§ Do this: Gather every line from the records that contains the string "query" and copy each one in full.

§ Entries supplied:
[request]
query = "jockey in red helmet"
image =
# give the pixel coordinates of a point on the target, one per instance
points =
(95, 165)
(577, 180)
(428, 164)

==

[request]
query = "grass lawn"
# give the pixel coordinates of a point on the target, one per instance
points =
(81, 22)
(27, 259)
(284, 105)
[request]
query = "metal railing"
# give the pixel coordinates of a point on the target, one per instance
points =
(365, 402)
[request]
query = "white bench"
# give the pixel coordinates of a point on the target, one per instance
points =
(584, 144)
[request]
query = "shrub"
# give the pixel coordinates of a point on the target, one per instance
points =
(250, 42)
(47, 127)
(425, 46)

* * *

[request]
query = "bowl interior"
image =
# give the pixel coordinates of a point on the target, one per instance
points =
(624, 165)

§ Output of the exercise:
query = "jockey in red helmet"
query = "grass lawn"
query = "metal railing"
query = "white bench"
query = "shrub"
query = "bowl interior"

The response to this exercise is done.